Text extract:
"""

# HLA snow pushers?



## lawnboy2121 (Jan 25, 2007)

does anyone run HLA snowpushers. I am looking at a 8 ft 3500 series pusher for my skidsteer and wondering how they hold up. It is a bottom trip steel edge thanks


----------



## lawnboy2121 (Jan 25, 2007)

anyone rummimg them


----------



## South Paw (Sep 1, 2010)

I run an 8ft 3500 series on a caterpillar 257 track loader, works excellent, very sturdy, well built, scraps ice and compact snow down to asphalt with ease. 

The bottom is a steel trip edge, works well, its reversible, if your going to be doing alot of backdragging, make sure a back drag edge is mounted on it. 

In fact I just purchased another HLA similar with 8ft., that widens out 13 ft., hydraulic snow wing they call it.


----------



## lawnboy2121 (Jan 25, 2007)

what did u pay for the pusher ? I got quoted 2500 for the pusher


----------



## CGM Inc. (Dec 15, 2008)

We run snowwings and also have a straight blade, they are awesome!


----------



## SHAWZER (Feb 29, 2012)

We have a 9 foot, 4000 model angle blade with manual end plates on a jd 84 loader,built tough and works excellent.


----------



## South Paw (Sep 1, 2010)

2 years ago I paid 3800.00 for the exact one you are thinking of purchasing in Ontario, Canada. So 2500.00 sounds like a really good deal. Good luck!


----------



## JD Dave (Mar 20, 2007)

"""

What you need to do:
a) Using the snow pusher thread, say whether each statement agrees with it, answering yes or no and quoting the words that decide it: (i) South Paw uses an 8 ft 3500 series pusher on a Caterpillar 257 track loader. (ii) lawnboy2121 was quoted 3800 for the pusher. (iii) SHAWZER's 4000 model angle blade has hydraulic end plates.
b) Write the next part of the snow pusher thread, picking up right after its last line.
The data is unrelated to the snow pusher thread.

Supplied material:
"""

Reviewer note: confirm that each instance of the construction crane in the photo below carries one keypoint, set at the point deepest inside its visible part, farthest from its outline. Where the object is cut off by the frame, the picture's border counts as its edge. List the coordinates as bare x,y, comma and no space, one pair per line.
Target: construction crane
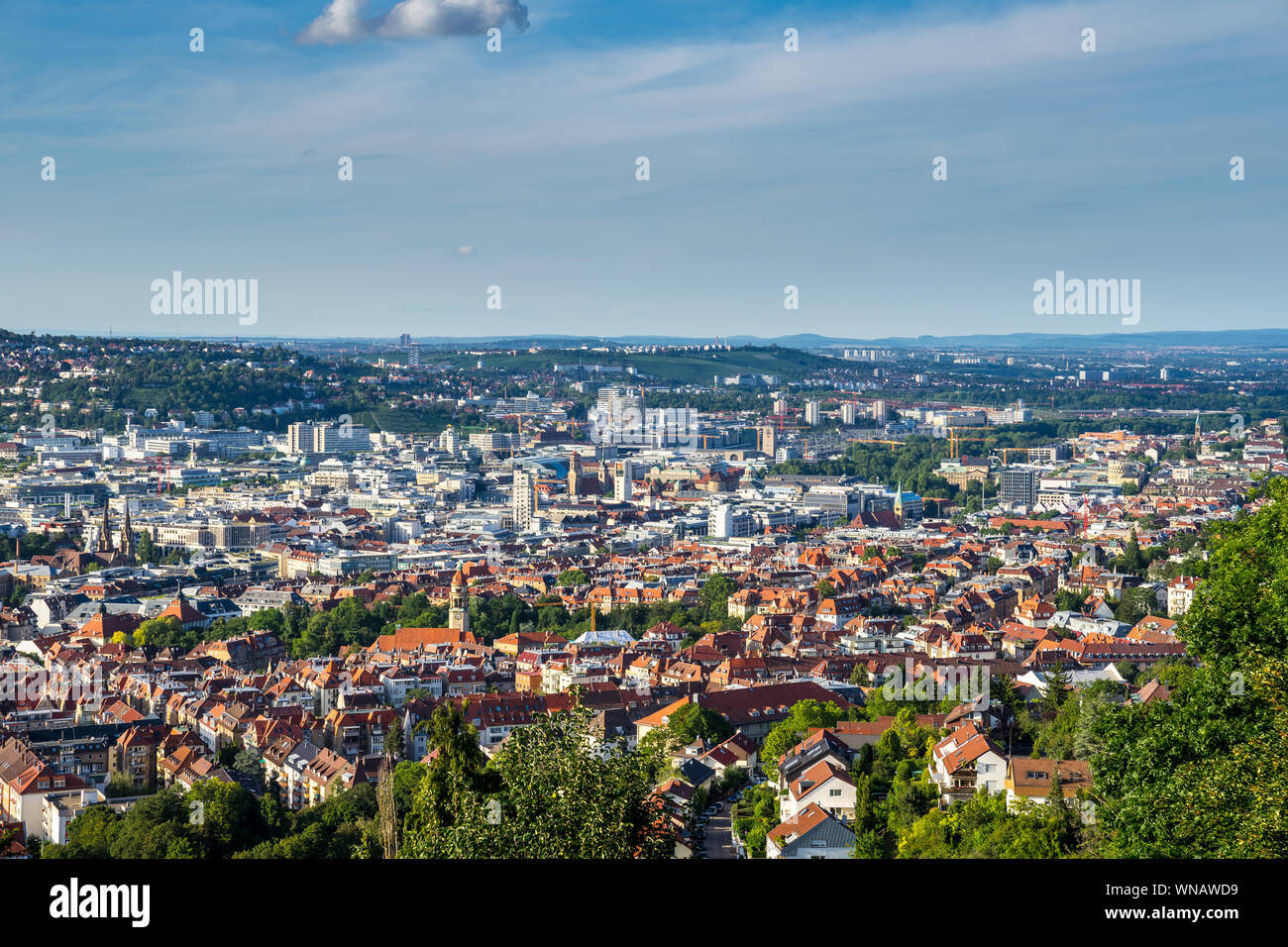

"""

Answers for the tasks:
a)
(i) Yes: "I run an 8ft 3500 series on a caterpillar 257 track loader"
(ii) No: "I got quoted 2500 for the pusher"
(iii) No: "4000 model angle blade with manual end plates"

b)
We have a Horst 8ft skid blade that is on it's 9th season and all we've done to it is change the cutting edge. They use the same trip assembly on the lighter blades as they do on there heavy ones so it's basically indestructible on a skid.


----------



## lawnboy2121 (Jan 25, 2007)

thanks for the info I want a 10ft pusher but they have the 8 ft in stock for that price I may just go with the 8 ft pusher just a few more passes


----------



## Mick76 (Aug 2, 2009)

lawnboy2121;1517464 said:


> thanks for the info I want a 10ft pusher but they have the 8 ft in stock for that price I may just go with the 8 ft pusher just a few more passes


another plus of an 8 footer is you can trailer it with the pusher on.....


----------



## lawnboy2121 (Jan 25, 2007)

that is true but my acounts I use it on r close to gether so I will drive from site to site. Faster than trailering and in the middle of a storm not to worried about the with


----------



## JD Dave (Mar 20, 2007)

If your skid is big enough to handle the 10ft I'd get it. The up front money will save you a lot of time and allow you to maybe pick up more work.


----------



## lawnboy2121 (Jan 25, 2007)

its going on a newholland 225 should be no problem . its handles an 8 ft box with no problem that I made and its deeper than a bought pusher


----------



## nsmilligan (Dec 21, 1999)

I run a 10' 3500 series on my Case 120, no problems. Drivers haven't been able to hurt it yet.

Bill


----------



## 4x4Farmer (Sep 22, 2006)

I think anyone who does not have a HLA wish's they had a HLA....including me. If you want more info on them just do a search on here. A lot of good things about them have been said on the site.


----------



## NickSnow&Mow (Jul 12, 2014)

does anybody know if you can get the 2500 series in johndeere green?


----------



## nsmilligan (Dec 21, 1999)

I've seen HLA products in green, look like it was a factory paint job, since your close by, a phone call to Horst would confirm it.


Bill


----------



## NickSnow&Mow (Jul 12, 2014)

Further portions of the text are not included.